TASK REQUIREMENTS: Write out the data below in full, unchanged, minus the images.
-- Start of PROVIDED ENTRIES --
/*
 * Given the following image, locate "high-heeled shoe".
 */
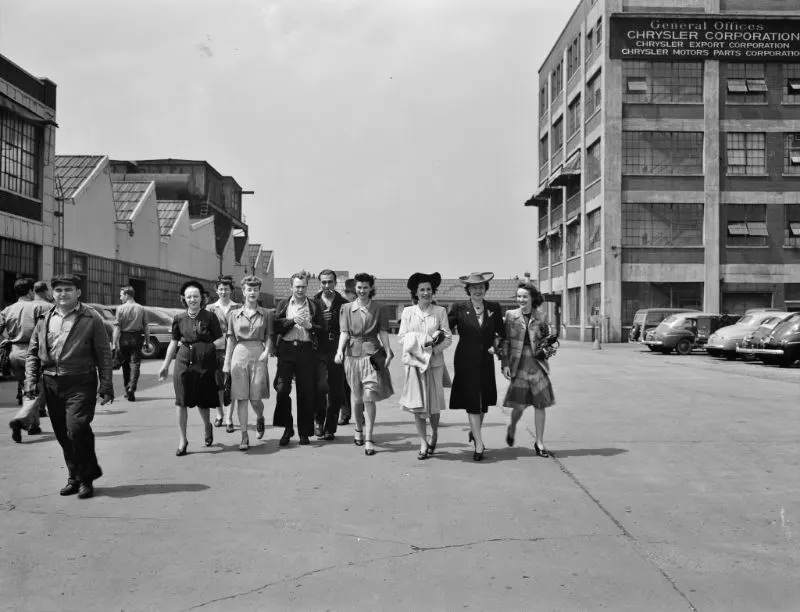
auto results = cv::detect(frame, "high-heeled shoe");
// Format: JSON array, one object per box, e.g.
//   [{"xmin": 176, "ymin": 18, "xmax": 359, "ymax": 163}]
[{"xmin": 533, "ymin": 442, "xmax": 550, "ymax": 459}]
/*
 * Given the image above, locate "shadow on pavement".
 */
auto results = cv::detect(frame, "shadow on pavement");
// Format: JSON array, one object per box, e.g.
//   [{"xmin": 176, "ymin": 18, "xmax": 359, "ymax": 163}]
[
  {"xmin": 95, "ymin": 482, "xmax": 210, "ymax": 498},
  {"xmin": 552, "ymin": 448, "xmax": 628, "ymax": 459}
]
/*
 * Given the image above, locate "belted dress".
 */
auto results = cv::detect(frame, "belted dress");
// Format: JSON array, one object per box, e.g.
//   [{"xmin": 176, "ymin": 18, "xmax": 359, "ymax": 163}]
-- End of PROVIDED ENTRIES --
IN RESPONSE:
/*
 * Given the following image, locate "high-heeled shoe".
 */
auto results = cv::detect(frame, "high-heeled shoe");
// Format: JSON array, one object per box, e.g.
//   [{"xmin": 176, "ymin": 18, "xmax": 359, "ymax": 163}]
[{"xmin": 533, "ymin": 442, "xmax": 550, "ymax": 459}]
/*
 * Given the image above, locate "shadow on pavement".
 */
auto results = cv::detect(frame, "shadow on pavement");
// Format: JSON array, one object per box, e.g.
//   [{"xmin": 176, "ymin": 18, "xmax": 359, "ymax": 163}]
[
  {"xmin": 95, "ymin": 482, "xmax": 210, "ymax": 498},
  {"xmin": 552, "ymin": 448, "xmax": 628, "ymax": 459}
]
/*
 * Given the image above, locate "belted dress".
 */
auto results = cv::detect(frame, "belted dress");
// Format: JSON array, one object per box, e.g.
//   [{"xmin": 176, "ymin": 18, "xmax": 359, "ymax": 163}]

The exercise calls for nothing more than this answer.